Os desafios da proteção de dados para empresas e consumidores

"As empresas precisam se preocupar em investir mais em segurança de dados"/Divulgação
"As empresas precisam se preocupar em investir mais em segurança de dados"/Divulgação
Patricia Peck, especialista em direito digital e tecnologia da informação, avalia o atual estágio do ambiente regulatório no país.
Fecha de publicación: 14/12/2021

Ela é uma das principais autoridades em Direito Digital e Tecnologia da Informação do país. A advogada Patrícia Peck é membro titular do Conselho Nacional de Proteção de Dados Pessoais (CNPD). A entidade tem a participação de representantes da sociedade civil e do poder público e faz parte da estrutura da Autoridade Nacional de Proteção de Dados (ANPD). O papel da especialista junto ao CNPD é consultivo e inclui aconselhamento e orientação técnica. Como integrante do Conselho, a advogada vai ajudar, por exemplo, a propor debates, estudos, propostas e audiências públicas.

PROBLEMA PROPOSTO A -> Apresente como tabela Markdown as linhas dos registros entre a que contém "Exercise. Mark the terraced" e a que contém "point(75, 72)", inclusive, sem as linhas em branco. Use as colunas Nº, com a numeração das linhas, e Linha, com o respectivo texto.

LINHAS DE ENTRADA ->

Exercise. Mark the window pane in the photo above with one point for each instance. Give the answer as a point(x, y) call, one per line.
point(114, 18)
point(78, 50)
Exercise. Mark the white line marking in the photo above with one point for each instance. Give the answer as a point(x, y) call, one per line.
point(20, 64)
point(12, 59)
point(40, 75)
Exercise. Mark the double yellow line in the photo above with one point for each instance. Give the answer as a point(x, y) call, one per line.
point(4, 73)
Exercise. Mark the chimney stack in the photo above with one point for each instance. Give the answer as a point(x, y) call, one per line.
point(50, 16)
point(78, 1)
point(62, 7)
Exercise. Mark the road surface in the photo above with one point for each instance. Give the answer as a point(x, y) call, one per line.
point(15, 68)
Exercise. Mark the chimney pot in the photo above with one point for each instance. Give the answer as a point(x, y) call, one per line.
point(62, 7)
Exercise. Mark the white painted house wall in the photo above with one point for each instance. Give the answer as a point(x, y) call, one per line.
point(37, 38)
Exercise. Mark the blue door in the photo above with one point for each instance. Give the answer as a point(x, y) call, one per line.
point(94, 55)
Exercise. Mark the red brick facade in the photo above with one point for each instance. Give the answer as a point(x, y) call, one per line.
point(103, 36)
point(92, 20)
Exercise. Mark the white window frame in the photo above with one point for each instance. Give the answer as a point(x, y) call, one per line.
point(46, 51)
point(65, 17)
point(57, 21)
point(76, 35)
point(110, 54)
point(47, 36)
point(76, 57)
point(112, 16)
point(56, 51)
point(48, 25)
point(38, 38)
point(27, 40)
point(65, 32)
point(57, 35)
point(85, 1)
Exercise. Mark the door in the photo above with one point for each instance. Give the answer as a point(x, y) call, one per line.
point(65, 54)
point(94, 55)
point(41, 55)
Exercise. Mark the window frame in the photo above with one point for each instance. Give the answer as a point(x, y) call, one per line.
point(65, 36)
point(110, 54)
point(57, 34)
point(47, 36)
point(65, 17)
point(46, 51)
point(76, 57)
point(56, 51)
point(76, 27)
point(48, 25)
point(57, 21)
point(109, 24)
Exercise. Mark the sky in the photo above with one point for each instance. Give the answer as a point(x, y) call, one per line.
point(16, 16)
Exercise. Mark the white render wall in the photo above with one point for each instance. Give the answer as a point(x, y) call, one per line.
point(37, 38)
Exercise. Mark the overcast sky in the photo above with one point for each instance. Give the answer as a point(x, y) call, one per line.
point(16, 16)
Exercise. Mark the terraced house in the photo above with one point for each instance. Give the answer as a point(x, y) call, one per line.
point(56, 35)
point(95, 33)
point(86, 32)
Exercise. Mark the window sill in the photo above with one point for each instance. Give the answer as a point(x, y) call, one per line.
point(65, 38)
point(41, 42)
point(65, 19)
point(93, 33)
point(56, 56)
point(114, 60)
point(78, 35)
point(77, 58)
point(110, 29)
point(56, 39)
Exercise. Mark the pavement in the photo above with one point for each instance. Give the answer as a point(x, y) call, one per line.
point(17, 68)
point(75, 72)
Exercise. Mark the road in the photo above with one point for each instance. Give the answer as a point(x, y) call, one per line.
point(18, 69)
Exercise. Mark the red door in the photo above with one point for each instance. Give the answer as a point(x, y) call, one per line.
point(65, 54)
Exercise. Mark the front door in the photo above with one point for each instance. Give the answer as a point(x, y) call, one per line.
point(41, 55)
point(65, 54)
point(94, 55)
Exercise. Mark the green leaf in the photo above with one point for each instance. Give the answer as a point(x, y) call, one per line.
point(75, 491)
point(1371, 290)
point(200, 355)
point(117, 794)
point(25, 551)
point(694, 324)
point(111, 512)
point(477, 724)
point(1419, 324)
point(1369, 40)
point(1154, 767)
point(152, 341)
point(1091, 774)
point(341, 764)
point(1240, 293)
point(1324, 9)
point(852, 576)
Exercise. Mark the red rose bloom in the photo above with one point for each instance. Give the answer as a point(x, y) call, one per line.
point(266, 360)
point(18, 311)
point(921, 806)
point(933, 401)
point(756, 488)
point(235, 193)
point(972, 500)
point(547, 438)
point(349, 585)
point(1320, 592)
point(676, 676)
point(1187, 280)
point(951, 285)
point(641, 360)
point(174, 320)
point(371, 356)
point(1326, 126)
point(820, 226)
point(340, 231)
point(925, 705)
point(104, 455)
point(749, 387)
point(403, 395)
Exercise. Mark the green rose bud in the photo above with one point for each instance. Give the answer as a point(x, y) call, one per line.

PROBLEMA PROPOSTO B -> Reproduza sem alterações o trecho do texto sobre proteção de dados entre "Fecha de publicación: 14/12/2021" e "e audiências públicas.", inclusive.

RESPOSTA DO EXERCÍCIO A ->
| Nº | Linha |
|---|---|
| 1 | Exercise. Mark the terraced house in the photo above with one point for each instance. Give the answer as a point(x, y) call, one per line. |
| 2 | point(56, 35) |
| 3 | point(95, 33) |
| 4 | point(86, 32) |
| 5 | Exercise. Mark the window sill in the photo above with one point for each instance. Give the answer as a point(x, y) call, one per line. |
| 6 | point(65, 38) |
| 7 | point(41, 42) |
| 8 | point(65, 19) |
| 9 | point(93, 33) |
| 10 | point(56, 56) |
| 11 | point(114, 60) |
| 12 | point(78, 35) |
| 13 | point(77, 58) |
| 14 | point(110, 29) |
| 15 | point(56, 39) |
| 16 | Exercise. Mark the pavement in the photo above with one point for each instance. Give the answer as a point(x, y) call, one per line. |
| 17 | point(17, 68) |
| 18 | point(75, 72) |

RESPOSTA DO EXERCÍCIO B ->
Fecha de publicación: 14/12/2021

Ela é uma das principais autoridades em Direito Digital e Tecnologia da Informação do país. A advogada Patrícia Peck é membro titular do Conselho Nacional de Proteção de Dados Pessoais (CNPD). A entidade tem a participação de representantes da sociedade civil e do poder público e faz parte da estrutura da Autoridade Nacional de Proteção de Dados (ANPD). O papel da especialista junto ao CNPD é consultivo e inclui aconselhamento e orientação técnica. Como integrante do Conselho, a advogada vai ajudar, por exemplo, a propor debates, estudos, propostas e audiências públicas.